··· Excerpted data ···

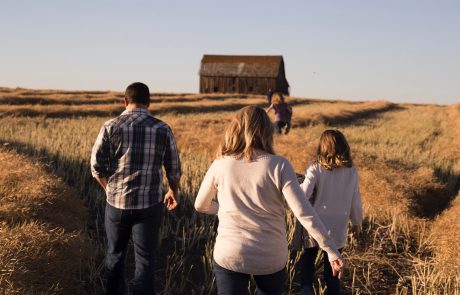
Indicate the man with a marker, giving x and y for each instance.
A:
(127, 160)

···
··· Excerpted data ···

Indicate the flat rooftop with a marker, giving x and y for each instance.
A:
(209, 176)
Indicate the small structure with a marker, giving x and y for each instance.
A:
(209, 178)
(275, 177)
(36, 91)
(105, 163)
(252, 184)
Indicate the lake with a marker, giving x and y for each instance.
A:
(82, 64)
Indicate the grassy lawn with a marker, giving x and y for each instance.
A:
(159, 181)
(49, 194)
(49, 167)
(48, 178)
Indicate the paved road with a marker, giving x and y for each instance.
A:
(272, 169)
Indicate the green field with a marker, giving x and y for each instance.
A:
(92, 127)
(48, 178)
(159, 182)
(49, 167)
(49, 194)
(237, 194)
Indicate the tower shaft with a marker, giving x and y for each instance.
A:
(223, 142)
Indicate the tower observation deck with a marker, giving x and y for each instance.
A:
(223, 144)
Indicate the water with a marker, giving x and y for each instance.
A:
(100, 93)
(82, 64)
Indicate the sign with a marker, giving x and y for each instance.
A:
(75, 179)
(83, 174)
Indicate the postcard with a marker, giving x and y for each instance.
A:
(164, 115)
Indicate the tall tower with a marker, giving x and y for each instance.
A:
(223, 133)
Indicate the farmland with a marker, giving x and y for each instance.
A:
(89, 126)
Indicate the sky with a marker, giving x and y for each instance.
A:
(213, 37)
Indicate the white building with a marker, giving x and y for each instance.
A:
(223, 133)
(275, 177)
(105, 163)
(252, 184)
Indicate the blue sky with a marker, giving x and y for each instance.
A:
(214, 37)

···
··· Excerpted data ···

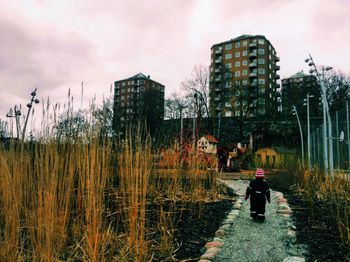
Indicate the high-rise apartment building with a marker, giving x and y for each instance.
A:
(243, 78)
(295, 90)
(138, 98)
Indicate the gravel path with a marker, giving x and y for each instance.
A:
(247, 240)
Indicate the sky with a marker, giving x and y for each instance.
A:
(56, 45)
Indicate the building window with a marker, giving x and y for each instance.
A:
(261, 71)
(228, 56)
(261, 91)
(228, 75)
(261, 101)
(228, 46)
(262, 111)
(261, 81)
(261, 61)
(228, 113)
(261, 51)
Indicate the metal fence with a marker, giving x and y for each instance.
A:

···

Your objective: Every line with the word "building" in it should be copied from the listing above.

Response to the task:
Indicate the white building with a marker, giving x and y for each instance.
Indicate the high-rise apartment building with a marker, giving x and y for each instance.
Indicate the building window with a marker, giving x and y for each instance.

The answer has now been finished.